===== DATASET CONTENT
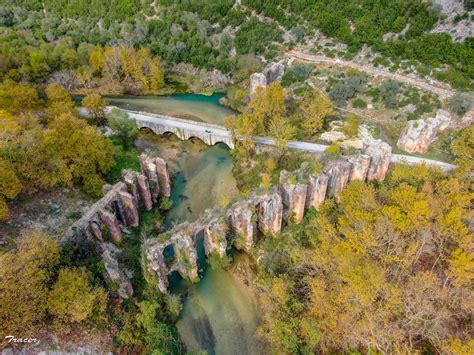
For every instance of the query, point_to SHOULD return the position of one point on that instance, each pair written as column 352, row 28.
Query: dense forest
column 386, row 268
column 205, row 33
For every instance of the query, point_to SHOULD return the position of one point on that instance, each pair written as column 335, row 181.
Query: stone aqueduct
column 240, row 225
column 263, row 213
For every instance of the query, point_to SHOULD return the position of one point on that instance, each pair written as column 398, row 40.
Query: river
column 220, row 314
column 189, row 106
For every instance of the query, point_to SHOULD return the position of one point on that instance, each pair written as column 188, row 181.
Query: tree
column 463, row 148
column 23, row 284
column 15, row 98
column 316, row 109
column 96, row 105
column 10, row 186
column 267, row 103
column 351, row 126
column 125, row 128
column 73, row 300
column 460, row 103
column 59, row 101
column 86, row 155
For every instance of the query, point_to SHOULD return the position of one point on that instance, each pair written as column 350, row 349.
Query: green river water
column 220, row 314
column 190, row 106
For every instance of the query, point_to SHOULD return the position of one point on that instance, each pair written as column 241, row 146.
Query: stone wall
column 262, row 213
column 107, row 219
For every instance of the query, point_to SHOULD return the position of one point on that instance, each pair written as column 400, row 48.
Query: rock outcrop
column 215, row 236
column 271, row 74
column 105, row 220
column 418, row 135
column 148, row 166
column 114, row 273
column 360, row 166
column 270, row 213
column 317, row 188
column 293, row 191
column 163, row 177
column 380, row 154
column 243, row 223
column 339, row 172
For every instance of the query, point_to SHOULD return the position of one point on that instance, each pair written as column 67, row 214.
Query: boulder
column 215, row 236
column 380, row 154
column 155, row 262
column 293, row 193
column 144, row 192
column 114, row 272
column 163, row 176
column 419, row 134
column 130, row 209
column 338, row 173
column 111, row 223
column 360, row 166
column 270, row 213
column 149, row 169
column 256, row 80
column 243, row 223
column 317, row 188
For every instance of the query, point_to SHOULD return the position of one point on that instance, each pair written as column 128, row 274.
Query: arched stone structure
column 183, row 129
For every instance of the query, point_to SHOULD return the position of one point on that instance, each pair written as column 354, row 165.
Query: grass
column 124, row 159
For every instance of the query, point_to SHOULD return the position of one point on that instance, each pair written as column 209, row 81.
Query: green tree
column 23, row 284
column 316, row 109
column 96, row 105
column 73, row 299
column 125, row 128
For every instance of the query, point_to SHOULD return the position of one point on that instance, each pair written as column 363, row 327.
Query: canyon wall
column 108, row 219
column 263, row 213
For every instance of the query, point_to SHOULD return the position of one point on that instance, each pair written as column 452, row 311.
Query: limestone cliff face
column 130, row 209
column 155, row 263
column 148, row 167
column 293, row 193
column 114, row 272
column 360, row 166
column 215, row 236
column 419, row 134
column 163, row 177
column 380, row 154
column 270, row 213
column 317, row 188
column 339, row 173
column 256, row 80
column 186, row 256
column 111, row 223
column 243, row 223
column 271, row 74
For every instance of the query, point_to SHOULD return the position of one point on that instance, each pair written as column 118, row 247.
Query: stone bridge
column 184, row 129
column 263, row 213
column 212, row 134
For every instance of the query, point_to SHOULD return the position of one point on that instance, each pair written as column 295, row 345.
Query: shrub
==========
INSTRUCTIONS TO FOLLOW —
Since the copy should hold text only, set down each record exactly and leave the pictures out.

EXERCISE RESPONSE —
For every instance of the query, point_to SHOULD return the position of one point on that instance, each pair written as column 352, row 28.
Query: dense forest
column 386, row 268
column 205, row 33
For every instance of the query, point_to SHOULD return the position of one point on that instance, each pair written as column 335, row 181.
Query: stone aqueduct
column 240, row 225
column 263, row 213
For every instance of the query, point_to SHOULD return the position of one point on that instance, each pair written as column 398, row 40.
Query: river
column 220, row 314
column 189, row 106
For every instance of the query, point_to SHOULD return the position of one point on that instance, each pair written as column 188, row 181.
Query: tree
column 463, row 148
column 23, row 284
column 15, row 98
column 316, row 109
column 96, row 105
column 10, row 186
column 267, row 103
column 351, row 126
column 125, row 128
column 73, row 300
column 460, row 103
column 59, row 101
column 86, row 155
For every instance of the query, point_to SHOULD return the position of one point on that instance, each pair written as column 350, row 349.
Query: green river water
column 220, row 314
column 190, row 106
For every instance of the query, point_to SHOULD return the position of one point on that instance, each pair written as column 241, row 146.
Query: stone wall
column 262, row 213
column 107, row 219
For every instance of the query, point_to SHOULD return the position of one point on that instance, each pair written as column 400, row 48.
Query: rock outcrop
column 215, row 236
column 271, row 74
column 105, row 220
column 418, row 135
column 148, row 166
column 114, row 273
column 360, row 166
column 270, row 213
column 317, row 188
column 293, row 191
column 163, row 177
column 380, row 154
column 243, row 223
column 339, row 172
For every instance of the query, point_to SHOULD return the position of one point on that instance, each pair written as column 67, row 214.
Query: boulder
column 215, row 236
column 380, row 154
column 155, row 262
column 293, row 193
column 144, row 192
column 114, row 272
column 163, row 176
column 419, row 134
column 130, row 209
column 338, row 173
column 111, row 223
column 360, row 166
column 270, row 213
column 149, row 169
column 256, row 80
column 243, row 223
column 317, row 188
For every instance of the query, point_to SHOULD return the position of one point on that instance, each pair written as column 128, row 274.
Query: arched stone structure
column 183, row 129
For every instance of the query, point_to SHOULD return the position of one point on that instance, each pair written as column 354, row 165.
Query: grass
column 124, row 159
For every instance of the query, point_to SHOULD return the position of one point on that instance, each pair written as column 209, row 81.
Query: green tree
column 23, row 284
column 316, row 109
column 96, row 105
column 73, row 299
column 125, row 128
For every instance of the query, point_to SHOULD return the position of one point on that instance, each pair written as column 363, row 327.
Query: canyon wall
column 108, row 219
column 263, row 213
For every instance of the query, point_to SHOULD return the position of one point on that instance, each pair written as column 452, row 311.
Query: limestone cliff face
column 130, row 209
column 155, row 263
column 148, row 167
column 293, row 193
column 114, row 272
column 360, row 166
column 215, row 236
column 419, row 134
column 163, row 177
column 380, row 154
column 270, row 213
column 317, row 188
column 339, row 173
column 256, row 80
column 186, row 256
column 111, row 223
column 243, row 223
column 271, row 74
For every instance of the query, point_to SHOULD return the position of one point on that instance, each pair written as column 118, row 247.
Query: stone bridge
column 184, row 129
column 263, row 213
column 212, row 134
For every instance of the query, point_to SHOULD return the position of one point on that instance, each pair written as column 295, row 345.
Query: shrub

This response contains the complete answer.